(Short task) Copy out the data below with every "place a pin on" swapped for "put a marker on" and nothing else altered. Omit the pictures from your copy.

(Position identification records)
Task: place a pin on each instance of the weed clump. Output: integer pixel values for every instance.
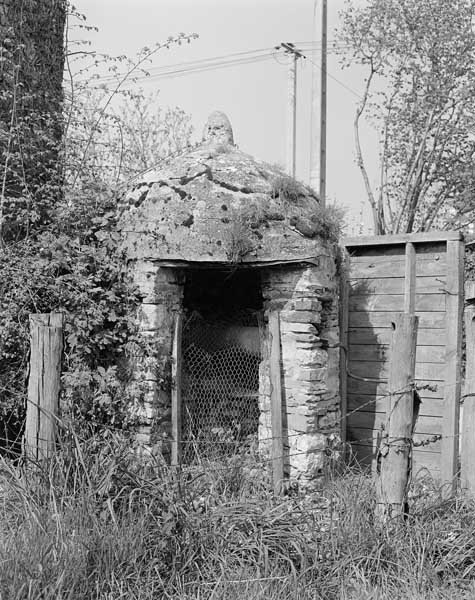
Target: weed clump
(95, 522)
(286, 188)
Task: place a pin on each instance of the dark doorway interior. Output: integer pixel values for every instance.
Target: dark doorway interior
(221, 356)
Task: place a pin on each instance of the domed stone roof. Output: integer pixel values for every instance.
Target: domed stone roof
(216, 204)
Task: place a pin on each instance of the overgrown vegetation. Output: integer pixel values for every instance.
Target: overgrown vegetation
(95, 524)
(63, 160)
(419, 59)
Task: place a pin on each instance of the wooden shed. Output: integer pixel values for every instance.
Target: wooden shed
(373, 293)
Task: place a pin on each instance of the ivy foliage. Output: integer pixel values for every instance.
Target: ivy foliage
(59, 248)
(74, 267)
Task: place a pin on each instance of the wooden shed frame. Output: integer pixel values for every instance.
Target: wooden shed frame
(387, 249)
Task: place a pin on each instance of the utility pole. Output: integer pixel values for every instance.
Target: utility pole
(318, 149)
(292, 51)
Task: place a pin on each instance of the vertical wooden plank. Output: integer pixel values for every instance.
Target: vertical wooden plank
(467, 464)
(176, 391)
(453, 351)
(395, 451)
(276, 402)
(410, 280)
(344, 340)
(46, 339)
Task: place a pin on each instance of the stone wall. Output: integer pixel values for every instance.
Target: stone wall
(162, 291)
(307, 298)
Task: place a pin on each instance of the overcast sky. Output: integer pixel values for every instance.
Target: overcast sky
(254, 96)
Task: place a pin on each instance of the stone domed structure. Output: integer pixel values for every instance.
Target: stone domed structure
(218, 240)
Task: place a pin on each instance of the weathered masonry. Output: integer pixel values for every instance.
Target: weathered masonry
(374, 294)
(217, 243)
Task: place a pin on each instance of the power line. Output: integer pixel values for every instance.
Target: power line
(197, 69)
(185, 67)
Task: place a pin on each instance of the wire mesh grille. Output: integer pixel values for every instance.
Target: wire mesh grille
(221, 359)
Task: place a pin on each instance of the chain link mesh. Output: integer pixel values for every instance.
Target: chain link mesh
(221, 357)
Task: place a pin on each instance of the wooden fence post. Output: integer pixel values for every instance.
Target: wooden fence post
(395, 451)
(467, 465)
(176, 392)
(276, 403)
(46, 335)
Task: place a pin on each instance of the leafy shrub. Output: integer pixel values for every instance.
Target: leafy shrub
(95, 523)
(74, 267)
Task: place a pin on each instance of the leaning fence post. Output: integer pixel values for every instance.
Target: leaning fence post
(395, 451)
(276, 402)
(46, 345)
(394, 454)
(467, 465)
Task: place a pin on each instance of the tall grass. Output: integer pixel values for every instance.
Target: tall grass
(96, 523)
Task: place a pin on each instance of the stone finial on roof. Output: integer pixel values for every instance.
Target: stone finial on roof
(218, 129)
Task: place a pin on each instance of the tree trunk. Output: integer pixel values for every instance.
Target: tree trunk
(31, 98)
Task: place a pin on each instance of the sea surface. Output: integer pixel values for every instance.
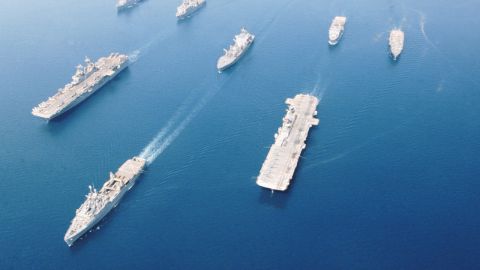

(Response to the task)
Task: put a marker on each instance of the weed clump. Output: integer pixel values for every instance.
Target: weed clump
(95, 522)
(286, 188)
Task: put a marker on each instance of the dark doorway interior. Output: integer pixel values for every instance.
Target: dark doorway interior
(221, 356)
Task: put a marker on each instance of the domed stone roof. Output: integer pixel values for every instance.
Target: domed stone roof
(216, 204)
Task: put a marker on each instance of the overgrown vegetation. Output: integer pixel values for every instance.
Target: overgrown vegetation
(95, 524)
(63, 160)
(419, 59)
Task: put a marker on each instance of the wooden shed. Output: integer pixel values for every instance.
Target: wooden shed
(373, 293)
Task: put a marker on each instance of the ivy foliage. Output: integer pixel values for every instance.
Target: ivy foliage
(59, 248)
(74, 267)
Task: put a marker on each instance of the wooden shed frame. Output: integer pixel values for every instance.
Target: wooden shed frame
(387, 249)
Task: put a marker on each instance of the utility pole. Output: integer pixel values for every instance.
Target: utility pole
(318, 149)
(292, 51)
Task: put a marker on each instance of the vertical wooden plank. Output: integer pixel values for every instance.
Target: vertical wooden plank
(467, 464)
(176, 391)
(453, 351)
(395, 451)
(276, 402)
(410, 280)
(344, 340)
(46, 339)
Task: put a marker on each instance of the stone wall. Output: integer pixel values for every instance.
Target: stone wall
(162, 291)
(307, 298)
Task: put a marker on each instance of the overcast sky. Output: integer pixel values for every instance.
Target: overcast sky
(254, 96)
Task: put a marker on each instance of the stone domed structure. Output: integer pixel values for every instance.
Target: stone domed structure
(218, 240)
Task: put a marker on each instance of the weathered masonry. Output: integer pixel values for every instance.
Target: weathered masonry
(374, 294)
(217, 243)
Task: put a marker on each instance of the power line. Output: integer pixel values for every instance.
Target: power line
(197, 69)
(185, 67)
Task: put a marker on each instance of the wire mesh grille. Output: integer pixel values for every instance.
Target: wire mesh grille
(221, 359)
Task: put a marker on each instance of the chain link mesh. Output: integer pixel values for every instance.
Target: chain link mesh
(221, 357)
Task: put a marker on each instance of the wooden fence post. Output: integer pixel values for every instance.
Target: wooden fence post
(395, 451)
(467, 465)
(176, 392)
(276, 403)
(46, 335)
Task: put a marker on each instance of the leafy shrub. Output: integer pixel values for every instance.
Target: leafy shrub
(95, 523)
(74, 267)
Task: put a marker on each instance of the leaning fence post. Output: integer pixel values for every instance.
Target: leaning fence post
(395, 451)
(276, 402)
(46, 345)
(394, 454)
(467, 465)
Task: put a marker on each instance of the tall grass. Output: integer pixel values for every instance.
Target: tall grass
(96, 523)
Task: put a marker on each instance of the stone finial on roof. Output: integer pixel values for every instance.
Target: stone finial on roof
(218, 129)
Task: put a marker on each instance of the tree trunk. Output: integer pixel values for every instance.
Target: tree trunk
(31, 98)
Task: put a marker on each instance of the sea surface. Output: integer pixel values for every instance.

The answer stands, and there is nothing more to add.